Position annotation records:
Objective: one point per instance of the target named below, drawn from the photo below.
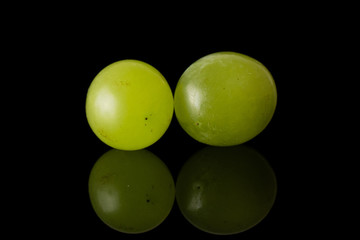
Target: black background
(55, 155)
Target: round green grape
(129, 105)
(226, 190)
(225, 99)
(131, 191)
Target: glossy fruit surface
(129, 105)
(226, 190)
(225, 99)
(131, 191)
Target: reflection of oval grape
(225, 99)
(131, 191)
(129, 105)
(225, 190)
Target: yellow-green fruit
(129, 105)
(225, 99)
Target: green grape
(129, 105)
(225, 99)
(226, 190)
(131, 191)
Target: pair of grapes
(223, 99)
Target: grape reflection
(131, 191)
(226, 190)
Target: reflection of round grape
(129, 105)
(131, 191)
(225, 190)
(225, 99)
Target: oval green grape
(131, 191)
(129, 105)
(225, 99)
(227, 190)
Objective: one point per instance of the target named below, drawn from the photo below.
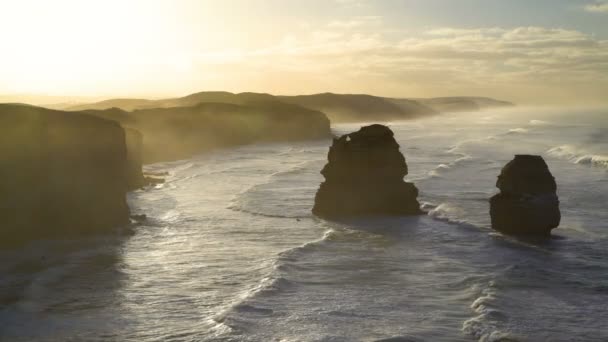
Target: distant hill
(360, 107)
(338, 107)
(180, 132)
(186, 101)
(463, 103)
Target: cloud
(356, 22)
(525, 62)
(597, 7)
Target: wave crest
(577, 156)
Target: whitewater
(231, 252)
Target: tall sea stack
(364, 177)
(527, 203)
(61, 174)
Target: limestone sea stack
(364, 177)
(527, 203)
(61, 174)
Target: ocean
(231, 251)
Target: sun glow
(84, 46)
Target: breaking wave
(577, 156)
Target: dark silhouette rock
(61, 174)
(364, 177)
(527, 203)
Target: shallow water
(231, 251)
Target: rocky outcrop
(135, 176)
(61, 174)
(364, 177)
(527, 203)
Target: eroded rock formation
(364, 177)
(527, 203)
(61, 174)
(134, 141)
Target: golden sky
(538, 52)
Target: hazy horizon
(546, 52)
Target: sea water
(231, 251)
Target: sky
(526, 51)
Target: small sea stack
(364, 177)
(527, 203)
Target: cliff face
(61, 174)
(364, 177)
(180, 132)
(527, 203)
(134, 143)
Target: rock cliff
(61, 174)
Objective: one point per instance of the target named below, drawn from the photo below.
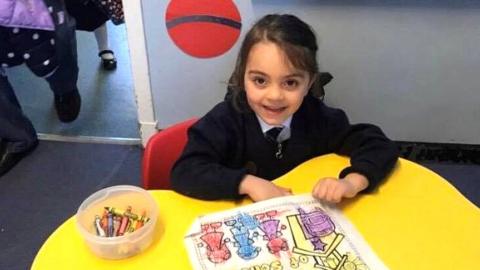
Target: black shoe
(108, 64)
(8, 160)
(68, 106)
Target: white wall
(411, 66)
(184, 86)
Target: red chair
(161, 152)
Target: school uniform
(226, 144)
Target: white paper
(294, 232)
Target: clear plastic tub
(120, 197)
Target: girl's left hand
(333, 190)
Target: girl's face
(274, 88)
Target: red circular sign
(203, 28)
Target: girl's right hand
(259, 189)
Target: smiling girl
(270, 123)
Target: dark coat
(225, 145)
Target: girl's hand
(259, 189)
(331, 189)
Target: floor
(108, 100)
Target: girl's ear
(311, 83)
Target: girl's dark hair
(292, 35)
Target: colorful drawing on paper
(295, 232)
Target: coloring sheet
(294, 232)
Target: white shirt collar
(284, 134)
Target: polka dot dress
(34, 47)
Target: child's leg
(108, 58)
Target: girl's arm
(203, 170)
(371, 153)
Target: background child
(270, 123)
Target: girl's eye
(290, 84)
(260, 81)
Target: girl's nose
(274, 93)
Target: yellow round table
(416, 220)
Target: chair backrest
(161, 152)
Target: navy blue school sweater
(226, 144)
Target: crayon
(98, 226)
(123, 225)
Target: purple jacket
(32, 14)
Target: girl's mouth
(274, 109)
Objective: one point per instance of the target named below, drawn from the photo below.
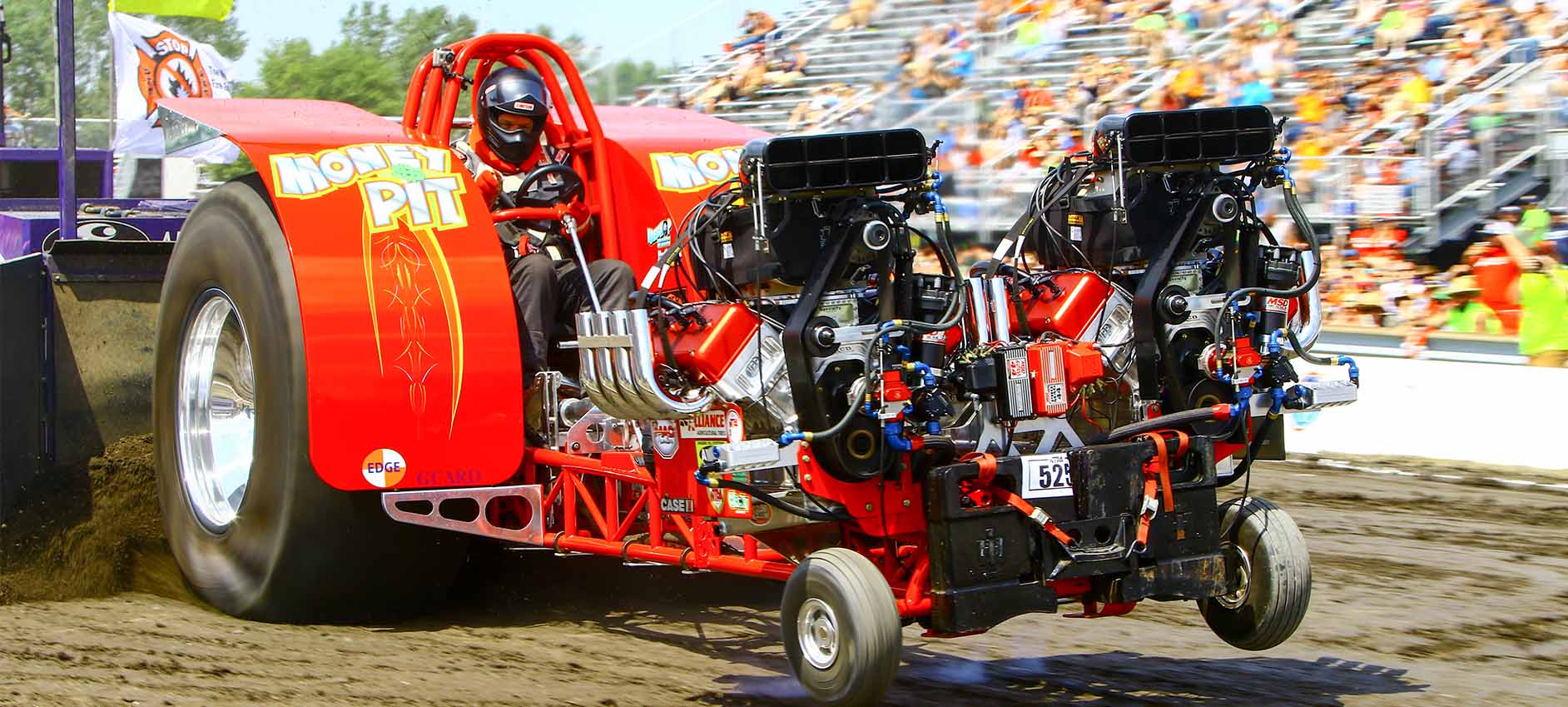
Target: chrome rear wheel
(216, 417)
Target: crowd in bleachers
(1353, 122)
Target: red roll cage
(436, 87)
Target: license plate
(1046, 477)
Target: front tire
(842, 635)
(251, 525)
(1272, 573)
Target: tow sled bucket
(76, 361)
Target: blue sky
(657, 30)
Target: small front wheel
(1272, 575)
(841, 629)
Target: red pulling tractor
(340, 401)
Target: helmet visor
(512, 122)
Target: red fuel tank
(707, 348)
(1069, 314)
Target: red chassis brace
(593, 505)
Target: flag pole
(67, 97)
(113, 85)
(5, 58)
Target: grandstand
(1501, 83)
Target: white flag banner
(151, 63)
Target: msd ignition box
(679, 446)
(991, 563)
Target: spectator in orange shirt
(1189, 83)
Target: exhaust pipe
(618, 375)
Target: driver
(544, 275)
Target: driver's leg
(535, 287)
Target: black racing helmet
(514, 108)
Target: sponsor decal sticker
(444, 477)
(383, 469)
(693, 172)
(732, 422)
(659, 236)
(676, 505)
(711, 426)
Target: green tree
(30, 76)
(370, 62)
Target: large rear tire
(1272, 573)
(253, 529)
(841, 629)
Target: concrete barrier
(1445, 410)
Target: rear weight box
(991, 563)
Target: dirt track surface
(1424, 593)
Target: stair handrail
(814, 12)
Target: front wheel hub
(817, 634)
(1243, 575)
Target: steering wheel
(569, 188)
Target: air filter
(1184, 137)
(839, 160)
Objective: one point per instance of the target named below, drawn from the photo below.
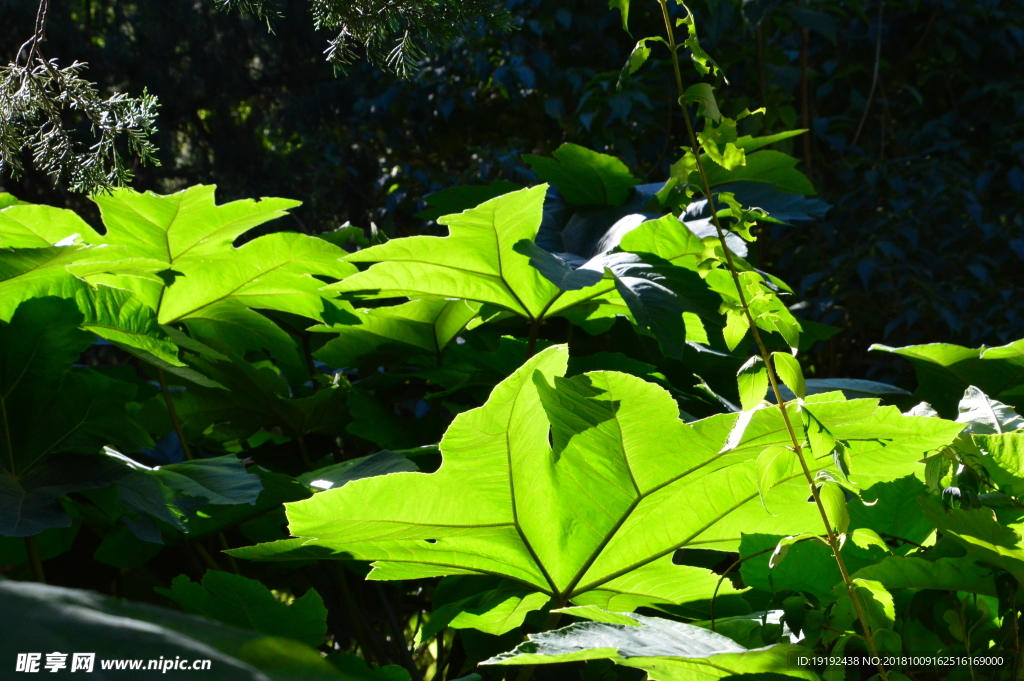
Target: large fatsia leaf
(47, 409)
(419, 327)
(667, 650)
(275, 271)
(69, 620)
(246, 603)
(111, 312)
(588, 484)
(945, 372)
(181, 227)
(28, 225)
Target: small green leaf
(585, 177)
(637, 58)
(788, 370)
(753, 382)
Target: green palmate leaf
(247, 604)
(985, 416)
(257, 396)
(275, 271)
(667, 650)
(945, 372)
(701, 60)
(337, 475)
(48, 409)
(26, 225)
(788, 370)
(51, 618)
(702, 94)
(583, 487)
(774, 464)
(488, 604)
(585, 177)
(1004, 460)
(458, 199)
(419, 327)
(478, 262)
(876, 602)
(753, 381)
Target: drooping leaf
(753, 380)
(667, 650)
(584, 177)
(621, 484)
(945, 372)
(336, 475)
(56, 619)
(765, 166)
(788, 370)
(985, 416)
(415, 328)
(487, 604)
(245, 603)
(48, 409)
(459, 199)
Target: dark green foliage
(542, 420)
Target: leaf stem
(526, 672)
(765, 355)
(37, 564)
(174, 415)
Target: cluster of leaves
(922, 243)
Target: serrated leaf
(866, 538)
(788, 370)
(945, 372)
(753, 382)
(417, 327)
(245, 603)
(774, 464)
(834, 500)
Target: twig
(763, 350)
(875, 75)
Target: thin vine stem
(765, 355)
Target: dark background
(925, 242)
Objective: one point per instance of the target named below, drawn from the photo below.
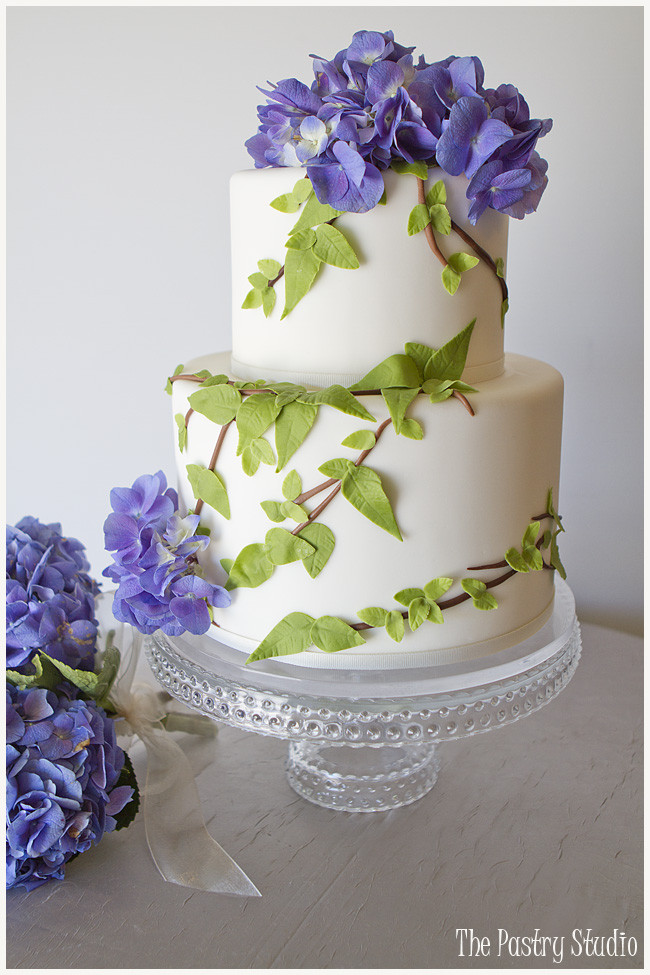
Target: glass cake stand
(365, 741)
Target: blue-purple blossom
(63, 765)
(50, 597)
(371, 101)
(155, 561)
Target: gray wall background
(124, 125)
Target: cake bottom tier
(462, 496)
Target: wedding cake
(372, 482)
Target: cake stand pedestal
(365, 741)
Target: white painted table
(534, 825)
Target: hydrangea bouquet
(371, 107)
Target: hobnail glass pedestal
(365, 741)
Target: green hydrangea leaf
(291, 635)
(273, 510)
(281, 547)
(292, 485)
(322, 539)
(440, 219)
(269, 268)
(419, 169)
(395, 625)
(419, 611)
(362, 487)
(460, 261)
(182, 431)
(300, 270)
(169, 385)
(396, 371)
(291, 427)
(373, 615)
(255, 415)
(448, 362)
(218, 403)
(331, 634)
(360, 440)
(334, 248)
(418, 219)
(437, 194)
(208, 486)
(437, 587)
(251, 568)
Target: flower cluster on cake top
(371, 107)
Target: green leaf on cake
(300, 270)
(207, 486)
(362, 487)
(291, 635)
(360, 440)
(333, 247)
(322, 539)
(218, 403)
(251, 568)
(418, 219)
(396, 371)
(338, 397)
(331, 634)
(291, 427)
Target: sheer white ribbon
(180, 845)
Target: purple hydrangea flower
(63, 765)
(155, 552)
(50, 596)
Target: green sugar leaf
(169, 385)
(273, 510)
(253, 299)
(360, 440)
(334, 248)
(460, 261)
(362, 487)
(418, 219)
(182, 431)
(262, 448)
(251, 568)
(281, 547)
(322, 539)
(398, 401)
(395, 625)
(338, 397)
(291, 427)
(406, 596)
(440, 219)
(419, 611)
(419, 169)
(208, 486)
(292, 485)
(218, 403)
(411, 428)
(268, 301)
(373, 615)
(314, 213)
(437, 587)
(449, 360)
(254, 417)
(337, 468)
(290, 635)
(332, 634)
(437, 194)
(396, 371)
(302, 241)
(269, 268)
(300, 269)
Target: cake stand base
(361, 778)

**WRITTEN TASK**. Take the line in which "Target: flower cluster on cake top" occurs and each subsequent line through the end; give these lines again without alteration.

**FINISHED TASK**.
Target: flower cluster on cake top
(371, 107)
Target: green leaf on cake
(300, 270)
(207, 486)
(362, 487)
(291, 635)
(360, 440)
(333, 247)
(322, 539)
(218, 403)
(251, 568)
(418, 219)
(396, 371)
(338, 397)
(331, 634)
(291, 427)
Target: sheer white ribbon
(180, 845)
Target: purple hydrangea flower
(63, 765)
(155, 552)
(50, 596)
Target: green sugar leaf
(169, 385)
(273, 510)
(253, 299)
(360, 440)
(334, 248)
(460, 261)
(362, 487)
(418, 219)
(182, 431)
(262, 448)
(251, 568)
(281, 547)
(322, 539)
(398, 401)
(395, 625)
(338, 397)
(291, 427)
(406, 596)
(440, 219)
(419, 611)
(419, 169)
(208, 486)
(292, 485)
(218, 403)
(411, 428)
(268, 301)
(373, 615)
(314, 213)
(437, 587)
(449, 360)
(254, 417)
(337, 468)
(290, 635)
(332, 634)
(437, 194)
(396, 371)
(302, 241)
(269, 268)
(300, 269)
Target: cake stand base
(361, 778)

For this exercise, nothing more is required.